● **Texte de la page**:
○ ○ ○

Vous avez besoin d’une base solide
Ce que j’ai également entendu : très peu de ministères de la justice disposaient d’une base sur laquelle s’appuyer. La plupart des ministères de la justice ont été totalement pris au dépourvu lorsque la crise a éclaté. Ils n’étaient absolument pas prêts pour un monde sans documents, convivial et en ligne et n’avaient même pas commencé à s’engager dans cette direction. C’est un manque dont nous, le secteur de la justice, devrions avoir sérieusement honte. C’est une position dans laquelle nous ne devons plus jamais nous retrouver et qui devrait être la détermination à toute épreuve à partir de laquelle nous prendrons les prochaines mesures.
“Reconstruire en mieux”
Il s’agit d’un concept des Nations Unies qui vient du monde de la récupération après une catastrophe. C’est le monde que nous subissons actuellement: une catastrophe mondiale. Le ministre Drouin a conclu dans la déclaration du président : “… nous avons reconnu l’importance pour les dirigeants de la justice de travailler ensemble au niveau mondial et régional… Nos discussions ont révélé que les pays de différentes régions et de différents groupes de revenus sont confrontés à de nombreux défis communs. Le partage des meilleures pratiques nous permettra de proposer des solutions plus innovantes”. Je propose de concrétiser cela.
En premier lieu, prenons les six directions d’innovation qui ont été partagées ainsi que la question de la période de transition comme point de départ d’un programme international de justice centrée sur les personnes.
En deuxième lieu, planifions davantage de réunions, avec davantage de Ministres de la Justice venant d’un plus grand nombre de régions. Il serait bon, dans un premier temps, de rendre ces réunions plus granulaires, en termes de régions, de groupes de pays et de thèmes. Il existe une grande variété d’organisations régionales et sous-régionales dans le monde qui pourraient collaborer à organiser ces réunions. Nous avons maintenant un groupe de vétérans qui serait prêt à aider à coordonner tout cela.
En troisième lieu, ces petits rassemblements régionaux (in)formels travailleraient sur les meilleures pratiques partageables pour chacune des six directions de l’innovation, en y ajoutant des moyens de les mettre en œuvre (institutions) et de les financer (au niveau national, international, public et privé).
Enfin, et pour revenir au premier point, ces meilleures pratiques régionales constituent la base de la prochaine réunion mondiale planifiée dans environ un an. Au cours de cette réunion les idées issues des rassemblements régionaux seraient alimentées et une coalition mondiale travaillerait sur les moyens de mettre à l’échelle les plus efficientes d’entre elles.
(Les ministres suivants étaient présents à la réunion mentionnée ci-dessus : Albanie – Etilda Gjonaj; Argentine – Miriam Losardo; Arménie – Kristine Grigoryan; Belgique – Vincent van Quickenborne; Canada – Nathalie Drouin; Chili – Herman Fernandez; Costa Rica – Viviana Cachon; République tchèque – Jan Kohout; Irlande – Helen McEntee; Italie – Vitorio Ferraresi; Kazakhstan – Marat Beketayev; Lettonie – Janis Bordans; Liban – Marie Claude Najim; Maroc – Mohamed Ben Abdelkader; Niger – Marou Amadou; Macédoine du Nord – Bojan Maricik; Paraguay – Cecilia Perez Rivaz; Pérou – Ana Christina Neyra Zegarra; Portugal – Anabela Pedroso; Sénégal – Mamadou Saliou Sow; Sierra Leone – Anthony Brewah; Slovaquie – Michael Novotny).

○ ○ ○

● **Lignes fournies**:
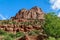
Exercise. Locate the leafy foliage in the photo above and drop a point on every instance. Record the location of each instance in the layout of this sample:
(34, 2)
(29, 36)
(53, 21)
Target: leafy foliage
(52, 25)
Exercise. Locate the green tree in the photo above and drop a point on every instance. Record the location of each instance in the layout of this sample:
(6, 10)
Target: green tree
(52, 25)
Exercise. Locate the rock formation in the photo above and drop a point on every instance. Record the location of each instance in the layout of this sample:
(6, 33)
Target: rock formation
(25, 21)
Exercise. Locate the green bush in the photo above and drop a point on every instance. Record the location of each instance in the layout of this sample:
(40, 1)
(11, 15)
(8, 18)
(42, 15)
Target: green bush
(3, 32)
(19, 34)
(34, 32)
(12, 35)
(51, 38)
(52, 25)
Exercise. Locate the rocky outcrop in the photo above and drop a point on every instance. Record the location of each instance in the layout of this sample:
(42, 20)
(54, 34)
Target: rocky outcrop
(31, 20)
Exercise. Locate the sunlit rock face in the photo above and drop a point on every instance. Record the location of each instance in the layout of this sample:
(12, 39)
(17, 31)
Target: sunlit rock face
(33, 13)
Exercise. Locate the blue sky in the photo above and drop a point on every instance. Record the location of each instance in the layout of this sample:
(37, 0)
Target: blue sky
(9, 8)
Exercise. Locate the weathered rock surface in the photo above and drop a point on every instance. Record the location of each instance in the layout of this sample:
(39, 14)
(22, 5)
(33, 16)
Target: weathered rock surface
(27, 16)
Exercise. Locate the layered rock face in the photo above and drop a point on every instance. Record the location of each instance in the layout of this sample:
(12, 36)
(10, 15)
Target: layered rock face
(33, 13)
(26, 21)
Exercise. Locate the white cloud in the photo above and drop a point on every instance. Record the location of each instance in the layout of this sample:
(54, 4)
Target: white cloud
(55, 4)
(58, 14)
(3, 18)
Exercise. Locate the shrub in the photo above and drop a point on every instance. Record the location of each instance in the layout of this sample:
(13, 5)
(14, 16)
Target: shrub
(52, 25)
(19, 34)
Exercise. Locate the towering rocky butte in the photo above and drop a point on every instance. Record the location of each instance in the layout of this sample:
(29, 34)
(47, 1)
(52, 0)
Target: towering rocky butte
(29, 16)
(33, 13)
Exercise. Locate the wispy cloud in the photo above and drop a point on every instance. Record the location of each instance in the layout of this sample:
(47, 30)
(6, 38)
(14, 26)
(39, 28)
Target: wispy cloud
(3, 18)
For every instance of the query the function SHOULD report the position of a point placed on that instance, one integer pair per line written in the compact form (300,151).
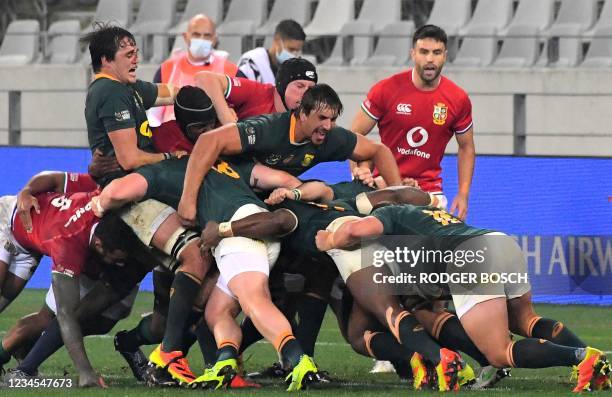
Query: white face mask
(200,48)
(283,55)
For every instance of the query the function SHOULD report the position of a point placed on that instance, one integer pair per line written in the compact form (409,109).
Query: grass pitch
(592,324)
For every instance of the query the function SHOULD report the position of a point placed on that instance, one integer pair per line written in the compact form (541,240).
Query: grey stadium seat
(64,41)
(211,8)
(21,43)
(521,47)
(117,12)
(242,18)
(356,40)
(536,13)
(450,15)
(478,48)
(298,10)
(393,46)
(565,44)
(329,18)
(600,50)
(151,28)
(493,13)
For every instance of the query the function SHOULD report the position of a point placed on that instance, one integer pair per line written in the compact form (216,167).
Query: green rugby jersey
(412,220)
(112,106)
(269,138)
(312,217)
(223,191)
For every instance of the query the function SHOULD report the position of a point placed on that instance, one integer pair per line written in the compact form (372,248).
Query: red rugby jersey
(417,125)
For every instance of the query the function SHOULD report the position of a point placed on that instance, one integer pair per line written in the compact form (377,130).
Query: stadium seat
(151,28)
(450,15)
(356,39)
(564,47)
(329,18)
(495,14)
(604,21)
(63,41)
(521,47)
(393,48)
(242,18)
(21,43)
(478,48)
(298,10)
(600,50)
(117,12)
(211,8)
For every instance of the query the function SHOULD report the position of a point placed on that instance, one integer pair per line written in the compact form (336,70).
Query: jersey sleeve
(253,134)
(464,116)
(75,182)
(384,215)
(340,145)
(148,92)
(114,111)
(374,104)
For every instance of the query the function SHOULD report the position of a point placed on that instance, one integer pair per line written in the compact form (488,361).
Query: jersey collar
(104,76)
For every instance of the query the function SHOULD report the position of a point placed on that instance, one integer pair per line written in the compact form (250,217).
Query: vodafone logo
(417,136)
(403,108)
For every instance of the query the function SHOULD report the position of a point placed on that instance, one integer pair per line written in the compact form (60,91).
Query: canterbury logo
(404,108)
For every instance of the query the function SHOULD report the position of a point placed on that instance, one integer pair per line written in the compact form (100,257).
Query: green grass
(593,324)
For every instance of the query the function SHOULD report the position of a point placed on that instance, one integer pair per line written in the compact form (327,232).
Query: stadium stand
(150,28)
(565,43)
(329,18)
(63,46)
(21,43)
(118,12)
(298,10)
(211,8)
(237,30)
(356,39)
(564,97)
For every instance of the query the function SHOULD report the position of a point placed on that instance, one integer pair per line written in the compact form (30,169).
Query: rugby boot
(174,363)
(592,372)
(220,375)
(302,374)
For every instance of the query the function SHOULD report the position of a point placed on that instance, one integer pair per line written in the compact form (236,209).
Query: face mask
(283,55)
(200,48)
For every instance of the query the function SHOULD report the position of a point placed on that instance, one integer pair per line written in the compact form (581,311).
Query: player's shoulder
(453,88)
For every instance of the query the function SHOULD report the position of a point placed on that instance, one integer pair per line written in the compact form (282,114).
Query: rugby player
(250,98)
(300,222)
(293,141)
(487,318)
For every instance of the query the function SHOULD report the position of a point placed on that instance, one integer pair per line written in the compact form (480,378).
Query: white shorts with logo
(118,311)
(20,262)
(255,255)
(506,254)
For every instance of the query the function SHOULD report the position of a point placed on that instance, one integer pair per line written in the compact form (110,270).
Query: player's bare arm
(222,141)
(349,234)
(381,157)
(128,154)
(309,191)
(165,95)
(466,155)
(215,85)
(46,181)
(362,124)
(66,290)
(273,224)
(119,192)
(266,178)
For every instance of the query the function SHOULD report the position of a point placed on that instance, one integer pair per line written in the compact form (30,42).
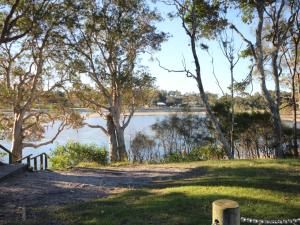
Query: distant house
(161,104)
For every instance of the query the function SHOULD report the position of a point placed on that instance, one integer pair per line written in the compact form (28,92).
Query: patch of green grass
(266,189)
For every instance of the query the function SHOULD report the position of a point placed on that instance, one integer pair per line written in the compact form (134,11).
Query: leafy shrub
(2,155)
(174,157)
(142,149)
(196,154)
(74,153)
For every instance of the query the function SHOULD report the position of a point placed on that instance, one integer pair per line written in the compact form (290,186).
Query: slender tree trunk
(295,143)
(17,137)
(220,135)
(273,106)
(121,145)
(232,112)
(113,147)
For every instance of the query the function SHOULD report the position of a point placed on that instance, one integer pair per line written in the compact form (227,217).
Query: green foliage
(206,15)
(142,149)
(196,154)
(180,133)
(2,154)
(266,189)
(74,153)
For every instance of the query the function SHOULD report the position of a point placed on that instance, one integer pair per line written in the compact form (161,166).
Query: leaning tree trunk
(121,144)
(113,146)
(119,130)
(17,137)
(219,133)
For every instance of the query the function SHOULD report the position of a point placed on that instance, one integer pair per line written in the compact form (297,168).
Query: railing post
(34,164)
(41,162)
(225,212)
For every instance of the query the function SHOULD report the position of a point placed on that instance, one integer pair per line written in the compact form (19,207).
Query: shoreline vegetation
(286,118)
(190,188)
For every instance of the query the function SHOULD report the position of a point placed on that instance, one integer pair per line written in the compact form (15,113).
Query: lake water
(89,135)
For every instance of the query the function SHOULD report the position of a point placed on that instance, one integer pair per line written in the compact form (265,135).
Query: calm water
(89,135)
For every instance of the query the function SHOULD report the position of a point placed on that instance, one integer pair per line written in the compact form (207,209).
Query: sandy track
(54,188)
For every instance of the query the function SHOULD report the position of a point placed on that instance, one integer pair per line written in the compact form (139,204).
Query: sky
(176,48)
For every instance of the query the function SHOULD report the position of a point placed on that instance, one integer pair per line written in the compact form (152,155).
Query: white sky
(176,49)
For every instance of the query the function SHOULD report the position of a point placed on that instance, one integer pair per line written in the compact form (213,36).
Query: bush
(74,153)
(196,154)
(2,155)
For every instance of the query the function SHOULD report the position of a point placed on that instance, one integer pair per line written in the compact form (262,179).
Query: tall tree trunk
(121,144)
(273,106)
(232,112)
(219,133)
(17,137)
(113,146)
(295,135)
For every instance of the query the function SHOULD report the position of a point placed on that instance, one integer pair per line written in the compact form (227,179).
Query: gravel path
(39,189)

○ ○ ○

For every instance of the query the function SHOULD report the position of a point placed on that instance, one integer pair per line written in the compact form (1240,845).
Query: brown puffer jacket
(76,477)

○ ○ ○

Réécrivez le passage du texte sur la justice qui commence par « En deuxième lieu, planifions » et se termine après « coordonner tout cela. », en remplaçant « réunions » par « rencontres ».

● **Exercice corrigé**:
En deuxième lieu, planifions davantage de rencontres, avec davantage de Ministres de la Justice venant d’un plus grand nombre de régions. Il serait bon, dans un premier temps, de rendre ces rencontres plus granulaires, en termes de régions, de groupes de pays et de thèmes. Il existe une grande variété d’organisations régionales et sous-régionales dans le monde qui pourraient collaborer à organiser ces rencontres. Nous avons maintenant un groupe de vétérans qui serait prêt à aider à coordonner tout cela.